» **RAW RECORDS**
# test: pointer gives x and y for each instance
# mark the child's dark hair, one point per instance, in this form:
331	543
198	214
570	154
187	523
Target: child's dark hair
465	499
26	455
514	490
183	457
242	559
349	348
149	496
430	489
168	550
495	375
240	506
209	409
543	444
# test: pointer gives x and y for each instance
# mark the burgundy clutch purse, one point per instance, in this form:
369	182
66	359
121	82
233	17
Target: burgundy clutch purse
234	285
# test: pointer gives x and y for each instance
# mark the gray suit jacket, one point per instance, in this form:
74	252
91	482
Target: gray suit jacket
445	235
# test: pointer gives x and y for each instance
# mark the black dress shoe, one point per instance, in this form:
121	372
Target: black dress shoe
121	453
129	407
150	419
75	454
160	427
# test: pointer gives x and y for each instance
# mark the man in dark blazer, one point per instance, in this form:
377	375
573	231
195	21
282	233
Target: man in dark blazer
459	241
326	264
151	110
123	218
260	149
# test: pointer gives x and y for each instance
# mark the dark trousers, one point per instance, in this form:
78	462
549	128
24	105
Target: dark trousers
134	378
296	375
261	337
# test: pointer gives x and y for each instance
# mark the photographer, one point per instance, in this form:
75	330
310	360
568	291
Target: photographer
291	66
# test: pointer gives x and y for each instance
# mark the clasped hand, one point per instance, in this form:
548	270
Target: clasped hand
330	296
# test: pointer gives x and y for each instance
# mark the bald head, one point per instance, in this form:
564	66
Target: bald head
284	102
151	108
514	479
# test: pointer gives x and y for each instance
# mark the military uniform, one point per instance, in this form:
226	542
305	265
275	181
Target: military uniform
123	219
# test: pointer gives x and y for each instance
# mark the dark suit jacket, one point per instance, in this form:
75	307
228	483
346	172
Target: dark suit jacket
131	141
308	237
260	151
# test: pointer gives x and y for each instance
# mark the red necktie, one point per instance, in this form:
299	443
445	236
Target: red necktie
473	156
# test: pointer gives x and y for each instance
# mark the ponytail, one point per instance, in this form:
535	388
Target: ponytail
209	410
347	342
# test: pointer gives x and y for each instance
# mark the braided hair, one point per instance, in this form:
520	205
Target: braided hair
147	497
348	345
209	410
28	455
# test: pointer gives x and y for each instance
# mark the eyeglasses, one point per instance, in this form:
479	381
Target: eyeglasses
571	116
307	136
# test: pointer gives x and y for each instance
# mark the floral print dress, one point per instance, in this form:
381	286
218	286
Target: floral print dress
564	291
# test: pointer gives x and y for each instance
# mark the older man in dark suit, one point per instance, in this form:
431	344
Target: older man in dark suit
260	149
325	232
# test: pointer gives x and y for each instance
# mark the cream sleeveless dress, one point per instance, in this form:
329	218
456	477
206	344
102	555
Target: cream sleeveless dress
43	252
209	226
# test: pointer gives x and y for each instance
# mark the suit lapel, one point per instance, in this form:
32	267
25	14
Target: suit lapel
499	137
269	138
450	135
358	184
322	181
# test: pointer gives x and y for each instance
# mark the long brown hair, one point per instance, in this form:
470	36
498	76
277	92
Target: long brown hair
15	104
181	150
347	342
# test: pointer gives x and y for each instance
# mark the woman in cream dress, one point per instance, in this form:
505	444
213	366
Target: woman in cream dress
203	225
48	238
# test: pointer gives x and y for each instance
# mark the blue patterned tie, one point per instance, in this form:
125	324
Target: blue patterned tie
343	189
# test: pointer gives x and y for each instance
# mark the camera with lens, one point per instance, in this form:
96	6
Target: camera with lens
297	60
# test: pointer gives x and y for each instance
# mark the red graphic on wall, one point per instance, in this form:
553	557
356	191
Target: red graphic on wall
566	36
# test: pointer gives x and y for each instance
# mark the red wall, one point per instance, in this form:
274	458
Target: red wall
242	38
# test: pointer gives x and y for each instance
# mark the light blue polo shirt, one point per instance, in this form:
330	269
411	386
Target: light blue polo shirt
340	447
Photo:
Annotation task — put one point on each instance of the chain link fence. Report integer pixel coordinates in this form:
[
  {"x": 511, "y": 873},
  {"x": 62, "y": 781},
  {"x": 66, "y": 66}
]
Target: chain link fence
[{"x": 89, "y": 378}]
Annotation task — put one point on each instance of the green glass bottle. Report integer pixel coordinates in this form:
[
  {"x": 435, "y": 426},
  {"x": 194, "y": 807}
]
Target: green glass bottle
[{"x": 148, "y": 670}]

» **SHORT PROBLEM**
Return the listing above in its exact form.

» **WRITTEN ANSWER**
# test: pointer gives x and y for each instance
# mark the child's dark hair, one point per instance, in this form:
331	543
198	214
570	154
187	523
Target: child's dark hair
465	499
26	455
514	490
183	457
242	559
349	348
149	496
430	489
168	550
495	375
240	506
209	409
543	444
# test: pointer gives x and y for each instance
# mark the burgundy clutch purse, one point per instance, in this form:
369	182
66	359
121	82
233	17
Target: burgundy clutch purse
234	285
# test: pointer gives x and y for each instance
# mark the gray suit jacket, one point per instance, in this form:
74	252
91	482
Target: gray suit jacket
445	235
# test: pointer gives x and y for each instance
# mark the black dress shoe, one point per instance, in this form:
121	372
Target: black dress shoe
121	453
129	407
150	419
75	454
160	427
# test: pointer gives x and y for each instance
# mark the man in dark blazer, one point per instance, in this form:
377	375
573	231
195	21
282	233
Target: man in dark blazer
459	241
326	264
151	110
123	218
260	149
# test: pointer gives x and y for each instance
# mark the dark trousers, one point per instance, in this form:
78	462
549	128
24	105
Target: dark trousers
134	378
296	375
261	337
# test: pointer gives x and y for each instance
# mark the photographer, one point per instance, in this form:
75	330
310	360
568	291
Target: photographer
291	66
# test: pointer gives x and y for each instance
# mark the clasped hand, one point per instance, in this form:
548	270
Target: clasped hand
330	296
# test: pointer gives x and y for each instance
# mark the bald head, one point per instance, in this form:
564	66
Target: bald head
284	102
151	108
514	479
# test: pointer gives x and y for each instance
# mark the military uniform, one point per instance, in this form:
226	542
305	265
275	181
Target: military uniform
123	219
# test: pointer gives x and y for each instance
# mark the dark suit jacket, one point per instance, in this form:
75	307
228	483
346	172
Target: dark suit jacket
131	141
308	237
260	151
# test: pointer gives x and y for each instance
# mark the red necktie, one point per instance, in this form:
299	443
445	236
Target: red necktie
473	156
# test: pointer gives x and y for each instance
# mark the ponytail, one point per instance, in this form:
535	388
Target: ponytail
209	410
347	342
# test: pointer gives x and y for each instance
# mark the braided hair, one point per instance, in this form:
520	205
Target: braided hair
147	497
348	345
209	410
28	455
# test: pointer gives x and y for each instance
# mark the eyeglasses, one point per instance, in this form:
479	381
Target: eyeglasses
571	116
307	136
# test: pointer gives x and y for each instance
# mark the floral print dress, one point per instance, in this form:
381	286
218	286
Target: floral print dress
564	291
# test: pointer gives x and y for each instance
# mark the older man in dark suit, one point per instance, in this form:
431	344
Target: older man in dark suit
260	149
325	232
# test: pointer gives x and y for each instance
# mark the cream sleeveless dress, one point per instance, in this form:
329	218
456	477
206	344
102	555
Target: cream sleeveless dress
43	252
209	226
# test: pointer gives x and y for each instance
# mark the suit lapel, one point per instance, in this form:
32	267
25	14
Target: suit lapel
499	137
269	138
450	135
358	184
322	181
# test: pointer gives x and y for each instance
# mark the long brown hair, one point per instance, in this form:
470	36
498	76
277	92
Target: long brown hair
15	104
181	150
347	342
# test: pointer gives x and y for each instance
# mark the woman in cream dress, one point per instance, in this form:
505	444
213	366
Target: woman in cream dress
203	225
48	238
# test: pointer gives x and y for each instance
# mark the blue patterned tie, one point per instance, in this form:
125	324
Target: blue patterned tie
343	189
# test: pointer gives x and y for each instance
# mark the camera with lens, one point per instance, in this form:
96	6
Target: camera with lens
297	60
# test: pointer gives x and y for each instance
# mark the red graphic on wall, one point per instance, in this form:
553	557
356	191
Target: red graphic on wall
566	36
# test: pointer gives x and y for each instance
# mark the red wall, one point per instance, in this form:
274	458
Target: red wall
242	38
# test: pointer gives x and y for each instance
# mark the light blue polo shirt, one point per instance, in this form:
330	269
411	386
Target: light blue polo shirt
340	447
Photo:
Annotation task — put one point on each instance of the chain link fence. Report integer pixel coordinates in this form:
[
  {"x": 511, "y": 873},
  {"x": 62, "y": 781},
  {"x": 66, "y": 66}
]
Target: chain link fence
[{"x": 89, "y": 378}]
Annotation task — put one point on each instance of the green glass bottle. Report integer pixel coordinates in this form:
[
  {"x": 435, "y": 426},
  {"x": 194, "y": 807}
]
Target: green glass bottle
[{"x": 148, "y": 670}]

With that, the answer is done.